Stored rows:
--- start ---
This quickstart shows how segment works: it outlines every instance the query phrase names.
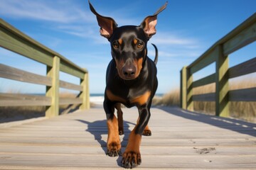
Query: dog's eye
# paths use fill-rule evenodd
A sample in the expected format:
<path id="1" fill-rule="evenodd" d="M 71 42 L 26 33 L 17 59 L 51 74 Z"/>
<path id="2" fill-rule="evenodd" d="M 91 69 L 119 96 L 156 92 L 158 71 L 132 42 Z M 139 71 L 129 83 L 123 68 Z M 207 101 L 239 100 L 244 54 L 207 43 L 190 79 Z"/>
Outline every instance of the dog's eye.
<path id="1" fill-rule="evenodd" d="M 114 48 L 119 47 L 119 44 L 117 42 L 114 42 L 112 45 L 113 45 Z"/>
<path id="2" fill-rule="evenodd" d="M 137 44 L 137 47 L 139 48 L 139 49 L 142 48 L 143 47 L 143 44 L 142 43 L 138 43 Z"/>

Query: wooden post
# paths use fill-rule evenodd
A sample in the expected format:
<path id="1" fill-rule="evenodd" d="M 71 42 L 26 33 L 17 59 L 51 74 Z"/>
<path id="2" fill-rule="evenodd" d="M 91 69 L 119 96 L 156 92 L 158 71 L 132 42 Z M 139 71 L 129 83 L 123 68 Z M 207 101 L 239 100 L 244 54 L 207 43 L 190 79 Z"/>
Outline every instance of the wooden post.
<path id="1" fill-rule="evenodd" d="M 193 111 L 193 75 L 191 74 L 189 69 L 186 69 L 186 79 L 187 79 L 187 109 Z"/>
<path id="2" fill-rule="evenodd" d="M 46 116 L 48 118 L 59 115 L 60 58 L 53 57 L 53 67 L 47 66 L 47 76 L 52 79 L 52 86 L 46 86 L 47 97 L 51 98 L 51 105 L 46 107 Z"/>
<path id="3" fill-rule="evenodd" d="M 82 86 L 82 91 L 80 94 L 80 98 L 82 98 L 82 103 L 80 106 L 80 109 L 90 108 L 90 91 L 89 91 L 89 74 L 85 73 L 84 79 L 81 79 L 81 86 Z"/>
<path id="4" fill-rule="evenodd" d="M 223 45 L 217 47 L 215 115 L 229 117 L 228 56 L 224 56 Z"/>
<path id="5" fill-rule="evenodd" d="M 186 67 L 183 67 L 181 70 L 181 108 L 187 109 L 187 71 Z"/>

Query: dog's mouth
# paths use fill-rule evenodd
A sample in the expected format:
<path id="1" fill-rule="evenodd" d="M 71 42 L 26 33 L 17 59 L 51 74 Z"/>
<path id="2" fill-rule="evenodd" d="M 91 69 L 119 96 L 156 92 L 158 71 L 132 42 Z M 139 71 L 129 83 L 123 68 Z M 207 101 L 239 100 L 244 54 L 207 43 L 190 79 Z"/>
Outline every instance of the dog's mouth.
<path id="1" fill-rule="evenodd" d="M 119 76 L 124 80 L 135 79 L 140 74 L 142 68 L 142 58 L 126 62 L 118 62 L 116 60 L 117 69 Z"/>

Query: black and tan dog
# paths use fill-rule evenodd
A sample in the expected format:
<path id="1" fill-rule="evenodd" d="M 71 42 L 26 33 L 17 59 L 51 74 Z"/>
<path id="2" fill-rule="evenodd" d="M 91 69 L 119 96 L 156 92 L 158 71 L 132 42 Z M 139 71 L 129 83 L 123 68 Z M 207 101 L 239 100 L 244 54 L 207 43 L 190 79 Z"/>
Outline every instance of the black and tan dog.
<path id="1" fill-rule="evenodd" d="M 128 108 L 136 106 L 139 110 L 137 125 L 131 132 L 128 144 L 122 154 L 122 163 L 125 168 L 139 165 L 142 157 L 139 145 L 142 135 L 151 135 L 147 125 L 150 107 L 157 89 L 157 49 L 154 62 L 147 57 L 147 41 L 156 33 L 157 15 L 167 3 L 153 16 L 147 16 L 139 26 L 117 27 L 116 22 L 96 12 L 90 3 L 91 11 L 97 16 L 100 34 L 107 38 L 111 45 L 112 60 L 106 77 L 104 109 L 107 115 L 108 137 L 107 154 L 116 157 L 121 154 L 119 135 L 124 133 L 122 111 L 120 103 Z M 117 110 L 117 118 L 114 115 Z"/>

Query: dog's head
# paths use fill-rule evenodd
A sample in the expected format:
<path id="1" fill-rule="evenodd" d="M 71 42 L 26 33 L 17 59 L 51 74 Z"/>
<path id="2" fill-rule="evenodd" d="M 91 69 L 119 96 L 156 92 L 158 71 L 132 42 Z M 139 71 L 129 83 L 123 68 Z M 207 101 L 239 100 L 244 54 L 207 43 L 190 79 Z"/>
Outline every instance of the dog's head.
<path id="1" fill-rule="evenodd" d="M 119 76 L 125 80 L 136 79 L 146 59 L 146 43 L 156 33 L 157 15 L 166 7 L 167 2 L 153 16 L 146 17 L 140 26 L 117 27 L 114 19 L 100 15 L 90 3 L 91 11 L 96 16 L 100 35 L 110 41 L 112 55 Z"/>

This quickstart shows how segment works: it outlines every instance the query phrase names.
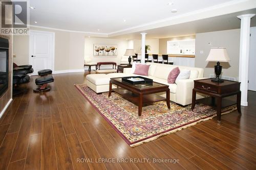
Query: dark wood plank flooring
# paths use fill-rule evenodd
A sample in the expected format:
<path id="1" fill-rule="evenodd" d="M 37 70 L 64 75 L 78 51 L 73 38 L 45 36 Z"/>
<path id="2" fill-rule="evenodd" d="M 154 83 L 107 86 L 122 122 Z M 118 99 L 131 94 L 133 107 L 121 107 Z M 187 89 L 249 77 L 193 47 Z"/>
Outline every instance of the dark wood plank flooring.
<path id="1" fill-rule="evenodd" d="M 0 119 L 0 169 L 256 169 L 256 92 L 241 116 L 234 111 L 221 124 L 214 118 L 131 148 L 74 86 L 88 74 L 54 75 L 45 93 L 33 92 L 36 77 L 20 86 L 26 90 Z"/>

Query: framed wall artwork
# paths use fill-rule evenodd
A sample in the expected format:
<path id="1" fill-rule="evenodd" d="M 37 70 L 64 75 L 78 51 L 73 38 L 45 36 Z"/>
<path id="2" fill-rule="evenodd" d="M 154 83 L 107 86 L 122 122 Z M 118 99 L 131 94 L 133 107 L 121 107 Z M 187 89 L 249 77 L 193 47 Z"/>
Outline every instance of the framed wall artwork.
<path id="1" fill-rule="evenodd" d="M 117 56 L 117 45 L 94 44 L 93 55 L 95 56 Z"/>

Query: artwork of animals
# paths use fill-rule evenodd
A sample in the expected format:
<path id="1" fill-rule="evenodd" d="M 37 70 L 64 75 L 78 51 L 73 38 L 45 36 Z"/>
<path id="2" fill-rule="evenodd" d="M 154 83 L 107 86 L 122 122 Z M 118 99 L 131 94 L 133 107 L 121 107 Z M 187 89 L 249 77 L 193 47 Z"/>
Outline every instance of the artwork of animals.
<path id="1" fill-rule="evenodd" d="M 97 56 L 117 56 L 117 45 L 108 44 L 94 44 L 93 55 Z"/>

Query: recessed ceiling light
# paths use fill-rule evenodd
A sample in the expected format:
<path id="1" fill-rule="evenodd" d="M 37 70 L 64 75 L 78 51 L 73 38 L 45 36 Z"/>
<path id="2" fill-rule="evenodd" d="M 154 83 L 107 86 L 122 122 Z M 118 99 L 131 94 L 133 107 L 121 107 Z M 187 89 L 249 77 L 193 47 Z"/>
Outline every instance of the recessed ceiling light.
<path id="1" fill-rule="evenodd" d="M 177 9 L 173 9 L 172 10 L 172 13 L 176 13 L 176 12 L 177 12 L 177 11 L 177 11 Z"/>

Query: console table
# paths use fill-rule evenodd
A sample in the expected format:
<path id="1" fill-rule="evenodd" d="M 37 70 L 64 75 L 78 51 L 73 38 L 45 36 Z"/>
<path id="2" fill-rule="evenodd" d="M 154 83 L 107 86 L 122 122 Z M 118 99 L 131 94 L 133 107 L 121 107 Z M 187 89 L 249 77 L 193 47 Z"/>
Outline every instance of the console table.
<path id="1" fill-rule="evenodd" d="M 114 68 L 115 65 L 115 69 L 116 69 L 116 63 L 115 62 L 99 62 L 97 63 L 97 64 L 98 64 L 99 69 L 100 69 L 101 65 L 113 65 L 113 68 Z"/>
<path id="2" fill-rule="evenodd" d="M 211 79 L 195 80 L 191 109 L 193 110 L 195 108 L 197 92 L 211 96 L 212 103 L 215 103 L 215 99 L 217 99 L 217 120 L 220 123 L 222 98 L 237 95 L 237 107 L 241 113 L 240 84 L 240 82 L 228 80 L 224 80 L 223 83 L 214 82 Z"/>

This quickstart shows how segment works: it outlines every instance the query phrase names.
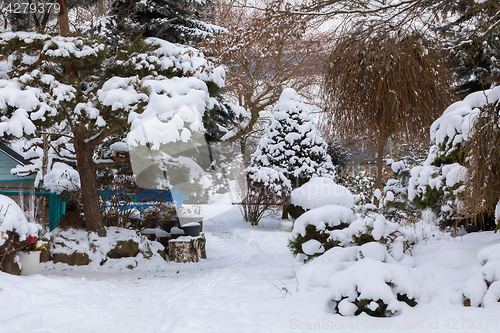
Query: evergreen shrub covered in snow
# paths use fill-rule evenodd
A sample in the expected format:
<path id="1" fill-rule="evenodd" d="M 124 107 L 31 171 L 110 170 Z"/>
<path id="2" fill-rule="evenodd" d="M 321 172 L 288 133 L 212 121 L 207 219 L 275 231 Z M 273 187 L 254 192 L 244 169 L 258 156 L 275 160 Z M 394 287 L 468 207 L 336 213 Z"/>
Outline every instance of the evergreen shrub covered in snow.
<path id="1" fill-rule="evenodd" d="M 500 302 L 500 244 L 477 254 L 482 264 L 463 288 L 464 305 L 491 307 Z"/>
<path id="2" fill-rule="evenodd" d="M 413 258 L 385 244 L 334 247 L 297 272 L 301 288 L 329 289 L 330 308 L 343 316 L 390 317 L 420 296 Z"/>
<path id="3" fill-rule="evenodd" d="M 475 92 L 450 105 L 431 126 L 431 146 L 423 165 L 411 169 L 408 198 L 418 208 L 431 208 L 443 225 L 458 222 L 462 204 L 459 195 L 467 169 L 460 154 L 471 135 L 480 108 L 500 98 L 500 88 Z"/>
<path id="4" fill-rule="evenodd" d="M 391 246 L 397 225 L 377 213 L 358 214 L 340 205 L 325 205 L 302 214 L 294 223 L 289 248 L 309 261 L 333 247 L 380 242 Z M 401 240 L 402 241 L 402 240 Z"/>
<path id="5" fill-rule="evenodd" d="M 36 242 L 40 226 L 26 220 L 24 212 L 14 200 L 0 195 L 0 271 L 7 256 Z"/>
<path id="6" fill-rule="evenodd" d="M 327 145 L 295 90 L 283 90 L 252 154 L 251 165 L 281 172 L 291 181 L 292 188 L 312 177 L 333 178 L 335 175 Z"/>

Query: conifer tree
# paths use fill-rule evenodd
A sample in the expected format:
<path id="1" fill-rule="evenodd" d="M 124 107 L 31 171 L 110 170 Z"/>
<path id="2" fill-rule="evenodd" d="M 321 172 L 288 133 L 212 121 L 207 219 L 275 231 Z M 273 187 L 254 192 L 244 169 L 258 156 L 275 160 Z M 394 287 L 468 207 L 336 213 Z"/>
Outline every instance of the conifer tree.
<path id="1" fill-rule="evenodd" d="M 269 167 L 299 187 L 314 176 L 333 177 L 327 145 L 295 90 L 285 89 L 251 158 L 253 167 Z"/>
<path id="2" fill-rule="evenodd" d="M 200 21 L 209 2 L 196 0 L 115 0 L 97 25 L 114 42 L 138 36 L 189 44 L 212 35 L 215 26 Z"/>

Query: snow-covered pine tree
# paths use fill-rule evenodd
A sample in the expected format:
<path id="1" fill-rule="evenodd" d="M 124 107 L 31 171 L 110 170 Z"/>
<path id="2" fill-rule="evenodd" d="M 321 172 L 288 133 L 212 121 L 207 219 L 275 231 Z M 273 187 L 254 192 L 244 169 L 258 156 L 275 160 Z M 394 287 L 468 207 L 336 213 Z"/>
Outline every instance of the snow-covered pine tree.
<path id="1" fill-rule="evenodd" d="M 251 165 L 282 172 L 293 188 L 315 176 L 335 176 L 327 145 L 295 90 L 283 90 L 269 126 L 252 154 Z"/>
<path id="2" fill-rule="evenodd" d="M 223 69 L 196 49 L 157 38 L 116 50 L 92 38 L 4 33 L 0 53 L 9 55 L 0 60 L 0 136 L 66 137 L 55 154 L 76 162 L 86 227 L 100 235 L 96 170 L 116 161 L 96 161 L 96 147 L 129 131 L 129 146 L 157 151 L 203 137 L 205 113 L 219 105 L 213 91 L 224 84 Z M 147 137 L 137 130 L 146 123 Z"/>
<path id="3" fill-rule="evenodd" d="M 99 20 L 91 33 L 105 36 L 113 45 L 126 45 L 141 36 L 189 45 L 223 30 L 199 20 L 209 5 L 209 0 L 114 0 L 108 15 Z M 236 135 L 234 129 L 241 127 L 247 114 L 243 108 L 224 100 L 221 95 L 224 82 L 207 86 L 218 102 L 203 117 L 206 140 L 228 139 Z"/>

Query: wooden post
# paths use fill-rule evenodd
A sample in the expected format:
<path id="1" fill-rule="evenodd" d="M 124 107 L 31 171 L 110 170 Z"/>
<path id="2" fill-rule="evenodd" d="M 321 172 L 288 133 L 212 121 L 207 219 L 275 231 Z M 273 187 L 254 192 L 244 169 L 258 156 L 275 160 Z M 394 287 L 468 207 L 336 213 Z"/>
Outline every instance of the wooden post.
<path id="1" fill-rule="evenodd" d="M 168 258 L 174 262 L 198 262 L 199 259 L 206 259 L 205 235 L 181 236 L 171 239 L 168 242 Z"/>

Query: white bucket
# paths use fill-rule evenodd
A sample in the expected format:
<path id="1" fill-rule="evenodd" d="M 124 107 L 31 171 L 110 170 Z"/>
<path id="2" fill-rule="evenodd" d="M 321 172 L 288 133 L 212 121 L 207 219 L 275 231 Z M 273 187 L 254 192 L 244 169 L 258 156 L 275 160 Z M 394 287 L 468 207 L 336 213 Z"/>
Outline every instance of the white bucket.
<path id="1" fill-rule="evenodd" d="M 40 251 L 18 252 L 21 262 L 21 275 L 38 274 L 40 268 Z"/>

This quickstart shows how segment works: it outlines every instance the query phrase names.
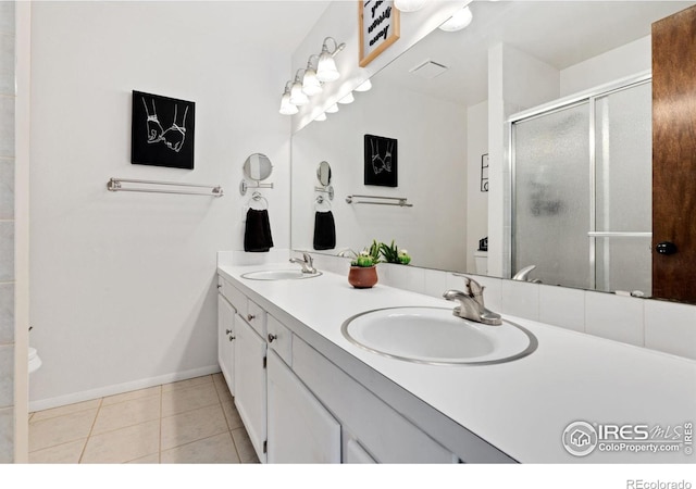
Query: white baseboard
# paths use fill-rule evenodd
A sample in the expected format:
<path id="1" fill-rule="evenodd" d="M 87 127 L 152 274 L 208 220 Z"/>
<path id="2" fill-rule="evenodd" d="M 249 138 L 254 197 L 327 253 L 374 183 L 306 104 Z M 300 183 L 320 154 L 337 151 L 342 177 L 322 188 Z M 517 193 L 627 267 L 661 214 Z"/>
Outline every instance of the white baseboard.
<path id="1" fill-rule="evenodd" d="M 142 378 L 139 380 L 133 380 L 124 384 L 116 384 L 113 386 L 104 386 L 98 389 L 84 390 L 80 392 L 73 392 L 65 396 L 59 396 L 50 399 L 39 399 L 29 401 L 29 413 L 36 411 L 50 410 L 52 408 L 60 408 L 62 405 L 74 404 L 76 402 L 91 401 L 92 399 L 99 399 L 107 396 L 114 396 L 123 392 L 129 392 L 132 390 L 147 389 L 148 387 L 160 386 L 162 384 L 175 383 L 178 380 L 186 380 L 194 377 L 201 377 L 203 375 L 216 374 L 220 372 L 220 365 L 209 365 L 200 368 L 194 368 L 185 372 L 175 372 L 173 374 L 160 375 L 158 377 Z"/>

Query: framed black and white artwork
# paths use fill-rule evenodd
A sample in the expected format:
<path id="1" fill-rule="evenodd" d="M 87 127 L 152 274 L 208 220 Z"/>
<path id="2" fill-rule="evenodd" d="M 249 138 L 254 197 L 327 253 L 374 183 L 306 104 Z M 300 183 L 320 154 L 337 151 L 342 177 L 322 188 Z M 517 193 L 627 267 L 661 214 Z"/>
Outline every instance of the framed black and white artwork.
<path id="1" fill-rule="evenodd" d="M 133 90 L 130 163 L 194 170 L 196 103 Z"/>
<path id="2" fill-rule="evenodd" d="M 397 140 L 366 134 L 364 136 L 365 185 L 398 187 Z"/>

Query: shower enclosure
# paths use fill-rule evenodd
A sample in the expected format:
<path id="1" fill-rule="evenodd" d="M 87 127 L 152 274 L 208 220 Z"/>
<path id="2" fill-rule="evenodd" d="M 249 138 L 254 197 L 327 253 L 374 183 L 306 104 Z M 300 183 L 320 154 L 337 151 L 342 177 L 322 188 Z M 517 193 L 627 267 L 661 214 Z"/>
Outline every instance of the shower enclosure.
<path id="1" fill-rule="evenodd" d="M 650 293 L 649 75 L 510 121 L 511 269 Z"/>

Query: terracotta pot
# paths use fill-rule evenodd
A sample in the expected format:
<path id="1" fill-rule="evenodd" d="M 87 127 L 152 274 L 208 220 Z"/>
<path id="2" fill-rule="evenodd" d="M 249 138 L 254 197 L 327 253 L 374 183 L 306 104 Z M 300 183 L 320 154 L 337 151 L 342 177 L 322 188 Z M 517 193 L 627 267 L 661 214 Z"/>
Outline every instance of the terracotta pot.
<path id="1" fill-rule="evenodd" d="M 377 283 L 377 266 L 351 266 L 348 283 L 356 289 L 369 289 Z"/>

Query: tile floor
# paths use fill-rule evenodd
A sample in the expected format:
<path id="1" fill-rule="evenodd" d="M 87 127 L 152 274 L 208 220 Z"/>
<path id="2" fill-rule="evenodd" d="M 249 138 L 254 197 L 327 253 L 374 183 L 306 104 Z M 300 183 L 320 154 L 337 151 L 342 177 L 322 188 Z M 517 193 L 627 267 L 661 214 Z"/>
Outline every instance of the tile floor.
<path id="1" fill-rule="evenodd" d="M 30 463 L 258 463 L 222 374 L 29 415 Z"/>

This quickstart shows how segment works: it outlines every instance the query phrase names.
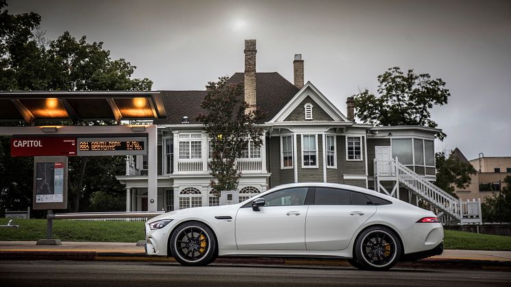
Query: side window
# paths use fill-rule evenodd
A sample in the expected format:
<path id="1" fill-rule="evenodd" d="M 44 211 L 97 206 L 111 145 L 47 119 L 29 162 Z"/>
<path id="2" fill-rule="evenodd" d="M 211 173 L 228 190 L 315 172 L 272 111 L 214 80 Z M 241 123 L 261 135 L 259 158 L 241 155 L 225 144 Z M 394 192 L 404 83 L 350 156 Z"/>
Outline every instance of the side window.
<path id="1" fill-rule="evenodd" d="M 270 193 L 264 197 L 264 206 L 303 205 L 308 189 L 308 187 L 286 188 Z"/>
<path id="2" fill-rule="evenodd" d="M 316 188 L 314 205 L 346 205 L 350 202 L 350 192 L 348 190 L 332 188 Z"/>
<path id="3" fill-rule="evenodd" d="M 367 198 L 369 199 L 369 200 L 371 200 L 371 202 L 375 205 L 384 205 L 386 204 L 392 204 L 392 202 L 386 199 L 379 198 L 378 197 L 375 197 L 373 195 L 366 195 L 366 196 L 367 197 Z"/>
<path id="4" fill-rule="evenodd" d="M 352 205 L 367 205 L 373 204 L 373 202 L 367 198 L 366 195 L 355 191 L 352 191 L 351 193 Z"/>

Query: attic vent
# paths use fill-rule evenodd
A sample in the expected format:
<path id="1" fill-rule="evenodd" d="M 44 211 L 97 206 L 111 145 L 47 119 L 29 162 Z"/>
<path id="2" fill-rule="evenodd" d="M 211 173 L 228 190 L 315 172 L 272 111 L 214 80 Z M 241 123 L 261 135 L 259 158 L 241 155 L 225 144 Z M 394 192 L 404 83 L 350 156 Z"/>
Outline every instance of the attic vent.
<path id="1" fill-rule="evenodd" d="M 306 110 L 306 120 L 312 120 L 312 104 L 310 103 L 307 103 L 303 105 L 303 108 Z"/>

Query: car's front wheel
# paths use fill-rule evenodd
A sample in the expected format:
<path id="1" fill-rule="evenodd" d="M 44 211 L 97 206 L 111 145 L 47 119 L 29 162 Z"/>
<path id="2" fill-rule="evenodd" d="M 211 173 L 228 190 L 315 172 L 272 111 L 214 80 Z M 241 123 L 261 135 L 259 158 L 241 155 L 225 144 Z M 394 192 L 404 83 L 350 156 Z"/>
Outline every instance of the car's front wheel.
<path id="1" fill-rule="evenodd" d="M 187 266 L 205 266 L 216 256 L 213 231 L 199 222 L 185 223 L 174 230 L 170 247 L 176 261 Z"/>
<path id="2" fill-rule="evenodd" d="M 401 253 L 398 236 L 383 226 L 364 230 L 355 242 L 355 258 L 363 269 L 388 270 L 399 260 Z"/>

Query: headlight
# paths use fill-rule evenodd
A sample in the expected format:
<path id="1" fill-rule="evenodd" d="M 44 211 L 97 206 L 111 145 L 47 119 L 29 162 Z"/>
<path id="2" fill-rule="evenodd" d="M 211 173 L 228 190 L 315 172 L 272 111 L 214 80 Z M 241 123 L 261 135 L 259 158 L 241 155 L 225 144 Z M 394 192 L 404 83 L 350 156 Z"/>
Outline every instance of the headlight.
<path id="1" fill-rule="evenodd" d="M 155 221 L 149 223 L 149 228 L 151 230 L 159 229 L 166 226 L 167 224 L 170 223 L 173 219 L 162 219 L 160 221 Z"/>

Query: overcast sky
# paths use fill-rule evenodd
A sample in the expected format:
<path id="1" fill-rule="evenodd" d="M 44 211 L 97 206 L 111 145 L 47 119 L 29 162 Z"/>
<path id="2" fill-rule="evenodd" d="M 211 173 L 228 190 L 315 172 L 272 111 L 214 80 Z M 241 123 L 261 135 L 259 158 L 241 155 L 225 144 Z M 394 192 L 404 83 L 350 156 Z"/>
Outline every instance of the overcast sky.
<path id="1" fill-rule="evenodd" d="M 154 90 L 203 90 L 243 71 L 244 39 L 257 39 L 257 70 L 292 82 L 294 54 L 305 79 L 343 112 L 346 97 L 376 92 L 388 68 L 447 82 L 449 103 L 432 118 L 471 160 L 511 156 L 510 1 L 10 0 L 34 12 L 55 39 L 64 31 L 104 42 L 137 66 Z"/>

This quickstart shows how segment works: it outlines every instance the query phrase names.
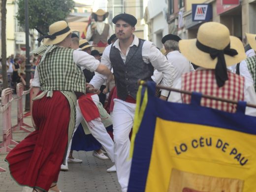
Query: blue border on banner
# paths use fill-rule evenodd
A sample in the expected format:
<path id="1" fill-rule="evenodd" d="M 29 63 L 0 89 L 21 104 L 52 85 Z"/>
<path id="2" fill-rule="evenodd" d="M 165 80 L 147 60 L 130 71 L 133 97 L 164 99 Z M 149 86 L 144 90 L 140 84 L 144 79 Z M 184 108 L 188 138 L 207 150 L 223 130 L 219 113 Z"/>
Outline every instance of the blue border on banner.
<path id="1" fill-rule="evenodd" d="M 154 96 L 155 84 L 147 85 L 148 104 L 134 142 L 128 192 L 145 191 L 157 118 L 256 135 L 256 117 L 245 115 L 244 101 L 239 102 L 237 111 L 231 113 L 200 106 L 198 93 L 193 94 L 190 104 L 163 101 Z"/>

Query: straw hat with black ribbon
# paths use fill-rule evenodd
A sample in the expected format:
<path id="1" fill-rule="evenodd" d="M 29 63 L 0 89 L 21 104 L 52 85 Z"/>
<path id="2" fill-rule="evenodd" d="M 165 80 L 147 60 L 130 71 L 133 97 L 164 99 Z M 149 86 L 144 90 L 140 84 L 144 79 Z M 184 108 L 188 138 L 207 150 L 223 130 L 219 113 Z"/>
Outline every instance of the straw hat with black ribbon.
<path id="1" fill-rule="evenodd" d="M 44 45 L 55 45 L 60 43 L 71 32 L 70 28 L 65 21 L 54 23 L 49 27 L 49 34 L 43 35 L 37 40 L 43 40 Z"/>
<path id="2" fill-rule="evenodd" d="M 228 29 L 216 22 L 201 25 L 196 38 L 181 40 L 179 47 L 181 53 L 196 65 L 215 69 L 219 87 L 228 79 L 226 67 L 246 58 L 241 40 L 230 36 Z"/>
<path id="3" fill-rule="evenodd" d="M 107 17 L 108 16 L 108 12 L 105 12 L 103 9 L 98 9 L 96 12 L 93 12 L 92 13 L 92 16 L 94 17 L 95 16 L 105 16 L 105 17 Z"/>
<path id="4" fill-rule="evenodd" d="M 86 39 L 81 39 L 79 41 L 79 48 L 81 50 L 83 50 L 84 49 L 86 49 L 88 47 L 96 47 L 97 45 L 90 45 L 89 43 L 88 42 L 88 41 Z"/>
<path id="5" fill-rule="evenodd" d="M 250 46 L 256 51 L 256 34 L 245 33 L 245 34 Z"/>

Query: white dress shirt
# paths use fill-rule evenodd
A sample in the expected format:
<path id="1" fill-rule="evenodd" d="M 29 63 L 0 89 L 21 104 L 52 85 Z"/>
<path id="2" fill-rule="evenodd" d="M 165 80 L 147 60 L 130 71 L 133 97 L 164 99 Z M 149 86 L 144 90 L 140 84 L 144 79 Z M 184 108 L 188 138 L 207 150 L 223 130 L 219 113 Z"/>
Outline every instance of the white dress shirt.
--- end ---
Goal: Copy out the lines of the listing verbatim, starting at the line containing "Query: tile floor" and ending at the line containing "Outline every instance of the tile floor.", with both of those lines included.

Solution for this exercise:
Query: tile floor
# paths use fill-rule evenodd
A sample in the expected format:
<path id="1" fill-rule="evenodd" d="M 87 127 L 152 274 L 208 220 Z"/>
<path id="2" fill-rule="evenodd" d="M 249 138 L 254 197 L 327 253 L 374 183 L 306 104 Z M 300 183 L 320 154 L 337 151 L 342 177 L 322 188 Z M 517 193 L 627 267 L 661 214 Z"/>
Outline every instance of the tile floor.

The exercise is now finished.